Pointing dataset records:
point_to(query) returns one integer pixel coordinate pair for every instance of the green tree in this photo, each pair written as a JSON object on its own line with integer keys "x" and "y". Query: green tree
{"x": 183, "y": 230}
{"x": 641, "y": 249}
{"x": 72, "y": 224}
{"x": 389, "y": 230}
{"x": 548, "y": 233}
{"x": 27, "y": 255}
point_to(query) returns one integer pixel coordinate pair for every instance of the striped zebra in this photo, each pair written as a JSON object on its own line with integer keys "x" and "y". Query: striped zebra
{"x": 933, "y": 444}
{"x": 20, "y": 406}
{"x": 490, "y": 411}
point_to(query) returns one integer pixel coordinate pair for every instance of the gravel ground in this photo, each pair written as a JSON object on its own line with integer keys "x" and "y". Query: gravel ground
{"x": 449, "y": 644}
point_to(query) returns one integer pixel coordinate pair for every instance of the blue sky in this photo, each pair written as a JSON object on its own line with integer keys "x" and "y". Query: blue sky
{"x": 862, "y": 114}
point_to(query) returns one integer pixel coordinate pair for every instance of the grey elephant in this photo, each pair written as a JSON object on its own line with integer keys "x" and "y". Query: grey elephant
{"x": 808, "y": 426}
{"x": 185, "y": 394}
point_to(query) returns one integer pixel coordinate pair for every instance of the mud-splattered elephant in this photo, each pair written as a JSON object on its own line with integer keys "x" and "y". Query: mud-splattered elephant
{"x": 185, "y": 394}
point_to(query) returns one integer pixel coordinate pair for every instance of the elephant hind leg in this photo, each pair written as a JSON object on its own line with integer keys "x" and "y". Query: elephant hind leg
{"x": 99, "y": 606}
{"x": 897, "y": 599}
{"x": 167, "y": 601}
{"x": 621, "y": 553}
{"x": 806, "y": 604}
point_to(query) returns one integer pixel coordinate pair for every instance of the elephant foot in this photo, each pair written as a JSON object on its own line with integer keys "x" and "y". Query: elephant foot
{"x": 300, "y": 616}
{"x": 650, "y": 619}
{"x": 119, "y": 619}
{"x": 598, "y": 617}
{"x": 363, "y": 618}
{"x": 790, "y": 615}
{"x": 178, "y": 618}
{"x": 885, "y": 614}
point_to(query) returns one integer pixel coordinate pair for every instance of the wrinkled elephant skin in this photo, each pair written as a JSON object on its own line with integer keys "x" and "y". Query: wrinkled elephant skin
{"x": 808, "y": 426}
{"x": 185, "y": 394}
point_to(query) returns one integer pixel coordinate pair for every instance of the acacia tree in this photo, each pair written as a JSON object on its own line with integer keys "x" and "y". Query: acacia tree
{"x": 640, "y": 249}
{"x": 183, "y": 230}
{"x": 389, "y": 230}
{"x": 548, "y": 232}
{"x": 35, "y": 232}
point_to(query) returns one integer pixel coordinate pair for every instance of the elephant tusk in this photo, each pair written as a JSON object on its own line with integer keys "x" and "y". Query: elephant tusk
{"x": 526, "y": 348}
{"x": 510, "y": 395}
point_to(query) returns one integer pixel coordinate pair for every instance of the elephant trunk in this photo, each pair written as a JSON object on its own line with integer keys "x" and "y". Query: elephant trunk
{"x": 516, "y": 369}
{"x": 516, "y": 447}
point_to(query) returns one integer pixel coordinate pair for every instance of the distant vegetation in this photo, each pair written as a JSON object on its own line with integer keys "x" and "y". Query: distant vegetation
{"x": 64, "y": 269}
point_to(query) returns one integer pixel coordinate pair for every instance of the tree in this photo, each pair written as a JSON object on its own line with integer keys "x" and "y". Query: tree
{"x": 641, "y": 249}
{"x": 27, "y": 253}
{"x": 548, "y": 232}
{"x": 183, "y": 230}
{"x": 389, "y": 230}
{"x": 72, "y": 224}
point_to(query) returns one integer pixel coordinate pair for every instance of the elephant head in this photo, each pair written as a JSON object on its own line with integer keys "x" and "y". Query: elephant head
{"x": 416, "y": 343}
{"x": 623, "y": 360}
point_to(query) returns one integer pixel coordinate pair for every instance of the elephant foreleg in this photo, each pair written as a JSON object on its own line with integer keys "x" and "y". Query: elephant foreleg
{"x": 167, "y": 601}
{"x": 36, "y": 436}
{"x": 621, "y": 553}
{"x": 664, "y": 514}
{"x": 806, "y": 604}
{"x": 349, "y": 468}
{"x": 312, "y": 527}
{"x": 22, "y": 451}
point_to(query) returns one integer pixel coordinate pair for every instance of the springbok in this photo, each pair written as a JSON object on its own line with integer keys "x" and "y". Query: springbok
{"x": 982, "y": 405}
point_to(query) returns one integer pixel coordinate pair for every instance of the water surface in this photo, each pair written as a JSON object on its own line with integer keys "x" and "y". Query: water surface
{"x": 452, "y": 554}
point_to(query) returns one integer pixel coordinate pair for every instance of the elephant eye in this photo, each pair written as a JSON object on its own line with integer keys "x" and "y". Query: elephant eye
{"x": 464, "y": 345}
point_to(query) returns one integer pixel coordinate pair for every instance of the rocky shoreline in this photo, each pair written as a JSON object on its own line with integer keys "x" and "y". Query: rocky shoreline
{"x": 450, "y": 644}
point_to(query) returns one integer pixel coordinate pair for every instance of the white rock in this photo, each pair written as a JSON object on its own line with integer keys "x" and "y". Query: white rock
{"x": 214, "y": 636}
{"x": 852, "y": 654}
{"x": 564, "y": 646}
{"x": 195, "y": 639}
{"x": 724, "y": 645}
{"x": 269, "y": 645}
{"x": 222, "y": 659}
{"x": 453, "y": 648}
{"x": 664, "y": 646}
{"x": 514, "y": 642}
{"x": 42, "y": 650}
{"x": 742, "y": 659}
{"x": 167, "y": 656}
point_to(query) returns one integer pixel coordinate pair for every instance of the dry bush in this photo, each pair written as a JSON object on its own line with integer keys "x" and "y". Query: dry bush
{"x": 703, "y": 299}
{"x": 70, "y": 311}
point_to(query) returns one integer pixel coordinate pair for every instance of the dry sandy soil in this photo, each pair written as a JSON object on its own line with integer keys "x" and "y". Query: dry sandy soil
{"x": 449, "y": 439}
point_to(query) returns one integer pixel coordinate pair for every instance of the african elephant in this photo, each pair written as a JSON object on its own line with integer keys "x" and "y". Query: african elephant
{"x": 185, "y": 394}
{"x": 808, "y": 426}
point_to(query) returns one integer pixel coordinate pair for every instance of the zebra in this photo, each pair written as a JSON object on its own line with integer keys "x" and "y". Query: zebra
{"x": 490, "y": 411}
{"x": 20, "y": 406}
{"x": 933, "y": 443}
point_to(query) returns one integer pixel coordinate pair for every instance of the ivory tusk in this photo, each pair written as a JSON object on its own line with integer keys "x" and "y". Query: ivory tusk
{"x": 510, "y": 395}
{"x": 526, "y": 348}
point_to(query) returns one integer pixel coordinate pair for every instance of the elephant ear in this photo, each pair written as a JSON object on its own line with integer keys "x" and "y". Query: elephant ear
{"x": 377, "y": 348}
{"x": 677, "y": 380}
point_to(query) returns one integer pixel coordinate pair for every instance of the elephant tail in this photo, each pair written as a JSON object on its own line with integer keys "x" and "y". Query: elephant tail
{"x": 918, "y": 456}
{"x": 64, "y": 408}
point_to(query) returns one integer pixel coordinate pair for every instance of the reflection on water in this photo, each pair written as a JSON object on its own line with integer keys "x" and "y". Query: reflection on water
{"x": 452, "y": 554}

# Stated problem
Write the material out again word for word.

# Problem solution
point_to(query) returns one integer pixel coordinate pair for every instance of the green tree in this photo, each pair written as a JSON object on its own line with integer keys "x" and "y". Query: green tree
{"x": 183, "y": 230}
{"x": 641, "y": 249}
{"x": 72, "y": 224}
{"x": 389, "y": 230}
{"x": 548, "y": 233}
{"x": 27, "y": 255}
point_to(query) returns one integer pixel coordinate pair for every instance of the striped zebra in this photo, each pair written as a JSON object on its own line with integer keys "x" and "y". Query: striped zebra
{"x": 933, "y": 444}
{"x": 20, "y": 406}
{"x": 490, "y": 411}
point_to(query) returns one integer pixel coordinate pair for every instance of the gravel ground in this photo, each pair written as a JSON object on its own line with integer keys "x" and "y". Query: gravel ground
{"x": 449, "y": 644}
point_to(query) returns one integer pixel coordinate pair for every instance of the blue sky in this photo, each pair written as a JSON object on its own line with integer keys "x" and "y". Query: blue sky
{"x": 862, "y": 114}
point_to(query) returns one integer pixel coordinate pair for every instance of the grey elephant in this photo, each pair written as a JSON object on its own line with integer keys "x" and "y". Query: grey elephant
{"x": 808, "y": 426}
{"x": 185, "y": 394}
point_to(query) returns one integer pixel coordinate pair for every instance of the mud-splattered elephant in this photo, each pair written as a JSON object on its own line with integer keys "x" and "y". Query: mud-splattered elephant
{"x": 185, "y": 394}
point_to(query) returns one integer pixel coordinate pair for every instance of the elephant hind leg in this photo, each pair written as a JSON object on its own line with integer keys "x" and "y". Query: elephant hind leg
{"x": 99, "y": 606}
{"x": 897, "y": 599}
{"x": 167, "y": 601}
{"x": 621, "y": 553}
{"x": 806, "y": 604}
point_to(query) returns one integer pixel coordinate pair for every instance of the elephant foot in this photo, each pair written as a JSON object on its own line with integer keys "x" and "y". Query: elephant foot
{"x": 300, "y": 616}
{"x": 650, "y": 619}
{"x": 119, "y": 619}
{"x": 598, "y": 617}
{"x": 363, "y": 618}
{"x": 790, "y": 615}
{"x": 178, "y": 618}
{"x": 885, "y": 614}
point_to(query) returns one integer pixel coordinate pair for every instance of the wrinkled elephant skin in this photo, each pair written as a JSON object on its own line with integer keys "x" and "y". Query: wrinkled elephant skin
{"x": 808, "y": 426}
{"x": 185, "y": 394}
point_to(query) returns one integer pixel coordinate pair for every instance of the acacia tree in this photo, each pair written as a JSON object on its own line with integer keys "x" and "y". Query: acacia tree
{"x": 640, "y": 249}
{"x": 183, "y": 230}
{"x": 389, "y": 230}
{"x": 548, "y": 232}
{"x": 35, "y": 232}
point_to(query) returns one integer pixel coordinate pair for every instance of the elephant tusk in this photo, each pair written as a JSON object on its own line with integer keys "x" and "y". Query: elephant tusk
{"x": 526, "y": 348}
{"x": 510, "y": 395}
point_to(query) returns one integer pixel coordinate pair for every instance of the elephant trunk in this photo, each pair written as a JSON object on its own line with integer keys "x" and "y". Query: elephant trunk
{"x": 516, "y": 369}
{"x": 516, "y": 447}
point_to(query) returns one integer pixel coordinate pair for every instance of the distant vegetation in this photo, each pair written as a JSON object on its own line with integer keys "x" and "y". Query: distant vegetation
{"x": 64, "y": 269}
point_to(query) returns one integer pixel coordinate pair for every instance of the tree in this photo, each pair written as a JSON object on its own line with integer keys "x" and "y". Query: tree
{"x": 641, "y": 249}
{"x": 27, "y": 253}
{"x": 548, "y": 232}
{"x": 183, "y": 230}
{"x": 389, "y": 230}
{"x": 72, "y": 224}
point_to(query) returns one integer pixel coordinate pair for every instance of the elephant head in this photo, each pair written as a JSON object on its own line with integer keys "x" and "y". Query: elephant head
{"x": 416, "y": 343}
{"x": 623, "y": 360}
point_to(query) returns one integer pixel coordinate pair for every instance of the elephant foreleg in this photo, each pair written as a JSON object on its own line with integer keys "x" and "y". Query: elephant foreleg
{"x": 167, "y": 601}
{"x": 36, "y": 436}
{"x": 621, "y": 553}
{"x": 664, "y": 514}
{"x": 806, "y": 604}
{"x": 349, "y": 468}
{"x": 312, "y": 527}
{"x": 22, "y": 451}
point_to(query) returns one integer pixel coordinate pair for every instance of the springbok in this photo, each pair written as a JSON object on its own line with integer keys "x" and "y". Query: springbok
{"x": 982, "y": 405}
point_to(query) returns one integer pixel coordinate pair for every instance of the water surface in this photo, each pair written as a JSON object on its own line with integer keys "x" and "y". Query: water surface
{"x": 452, "y": 554}
point_to(query) returns one integer pixel coordinate pair for every instance of the elephant eye in this photo, each pair written as a JSON object on its own line with integer keys "x" and "y". Query: elephant eye
{"x": 464, "y": 345}
point_to(query) returns one integer pixel coordinate pair for every instance of the rocky shoreline in this photo, each pair written as a JSON object on its own line with integer keys "x" and "y". Query: rocky shoreline
{"x": 450, "y": 644}
point_to(query) returns one integer pixel coordinate pair for every instance of the white rock in this photo, each pair written as a JSON object on its own line with integer keys "x" and "y". Query: white rock
{"x": 214, "y": 636}
{"x": 852, "y": 654}
{"x": 564, "y": 646}
{"x": 195, "y": 639}
{"x": 724, "y": 645}
{"x": 269, "y": 645}
{"x": 222, "y": 659}
{"x": 453, "y": 648}
{"x": 664, "y": 646}
{"x": 514, "y": 642}
{"x": 42, "y": 650}
{"x": 742, "y": 659}
{"x": 167, "y": 656}
point_to(query) returns one integer pixel coordinate pair for every instance of the dry bush in this photo, each pair written as a JSON object on its own line with integer keys "x" and "y". Query: dry bush
{"x": 703, "y": 299}
{"x": 70, "y": 311}
point_to(query) returns one integer pixel coordinate pair for every instance of the dry sandy soil in this photo, each pair written as a JSON object on its own line with integer keys "x" and "y". Query: dry sandy soil
{"x": 449, "y": 439}
point_to(query) returns one integer pixel coordinate pair for every instance of the african elephant in this photo, each pair written as a JSON object on its own line with integer keys "x" and "y". Query: african elephant
{"x": 185, "y": 394}
{"x": 808, "y": 426}
point_to(query) returns one integer pixel coordinate pair for every instance of the zebra in this photo, each pair written as a JSON object on its own line with integer keys "x" and "y". Query: zebra
{"x": 490, "y": 411}
{"x": 20, "y": 406}
{"x": 933, "y": 443}
point_to(query) returns one integer pixel coordinate pair for every instance of the ivory tusk in this photo, each pair written as a JSON object on its own line with integer keys "x" and "y". Query: ivory tusk
{"x": 510, "y": 395}
{"x": 526, "y": 348}
point_to(query) returns one integer pixel coordinate pair for every instance of the elephant ear in this photo, each pair written as a JSON object on its own line with integer keys "x" and "y". Query: elephant ear
{"x": 377, "y": 348}
{"x": 677, "y": 380}
point_to(query) returns one integer pixel coordinate pair for every instance of the elephant tail in this photo, each pair written as a JSON object on its own line with integer keys "x" and "y". Query: elephant tail
{"x": 918, "y": 456}
{"x": 64, "y": 408}
point_to(query) returns one integer pixel coordinate pair for every instance of the reflection on water in this photo, each pair written as a JSON object on its own line with integer keys "x" and "y". Query: reflection on water
{"x": 452, "y": 554}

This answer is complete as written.